■ **USING THE INFORMATION**
[a] Set down, word for word, the passage of the September 11th recollection below, starting with "September 11th began" and going on through "anything to report.".
[b] Say whether each statement agrees with the September 11th recollection below. Give yes or no for each, with the deciding words of the recollection quoted exactly: (i) The hearing was attended by two congressmen and about a dozen lobbyists. (ii) The writer parked in a public garage on Capitol Hill. (iii) The writer calls the 11th far more raw than the 12th.

■ **EXTRACTED TEXT**
++++++++

If September 11th revealed our nation’s weakness, the 12th exposed my emotional fragility. But the second couldn’t have happened without the first. Every year the anniversary would come, and I would fail to prepare. When a full ten years had passed, it was a moment no media entity could resist. What had changed in the last ten years? Who had won? Who had lost? It’s probably wrong of me to ask people to stop reliving the day. But perhaps that first step to moving on is sharing what you wish to overcome. I haven’t told my story. Oh, I’ve shared a few nuggets of the 11th. After all, I covered it on the scene as a reporter, so my day is on the record. But the 12th is far more raw.

September 11th began true to routine. I parked on Capitol Hill in my special spot, a tucked-away alley overlooked by D.C. parking police. Like many Tuesdays, I walked the gentle slope of Capitol Hill to cover a congressional hearing. It was sparsely attended, two congressmen on the dais and about a dozen lobbyists in the audience. The committee’s Chairman provided the first odd moment, calling at the start of the hearing for a moment of silence. He informed us that an airplane had crashed into one of the World Trade Center towers in New York. I grieved for people I didn’t know, then began to formulate in my mind the story I would write about the hearing, crafting the lead before there was anything to report.

++++++++

■ **RECORDED INFORMATION**
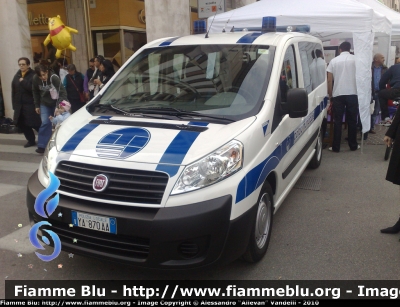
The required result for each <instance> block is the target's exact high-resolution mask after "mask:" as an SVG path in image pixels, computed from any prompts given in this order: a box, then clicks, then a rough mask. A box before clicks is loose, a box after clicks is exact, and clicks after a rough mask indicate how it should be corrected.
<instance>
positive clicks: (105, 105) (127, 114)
mask: <svg viewBox="0 0 400 307" xmlns="http://www.w3.org/2000/svg"><path fill="white" fill-rule="evenodd" d="M94 107H96V108H100V109H103V110H111V111H116V112H115V113H122V114H124V115H126V116H139V117H148V118H162V119H166V118H165V117H164V116H149V115H145V114H143V113H130V112H127V111H125V110H122V109H120V108H117V107H114V106H113V105H111V104H98V105H95V106H94ZM167 119H168V118H167Z"/></svg>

++++++++

■ **ANSWERS**
[a]
September 11th began true to routine. I parked on Capitol Hill in my special spot, a tucked-away alley overlooked by D.C. parking police. Like many Tuesdays, I walked the gentle slope of Capitol Hill to cover a congressional hearing. It was sparsely attended, two congressmen on the dais and about a dozen lobbyists in the audience. The committee’s Chairman provided the first odd moment, calling at the start of the hearing for a moment of silence. He informed us that an airplane had crashed into one of the World Trade Center towers in New York. I grieved for people I didn’t know, then began to formulate in my mind the story I would write about the hearing, crafting the lead before there was anything to report.

[b]
(i) Yes: "two congressmen on the dais and about a dozen lobbyists in the audience"
(ii) No: "I parked on Capitol Hill in my special spot, a tucked-away alley overlooked by D.C. parking police."
(iii) No: "But the 12th is far more raw."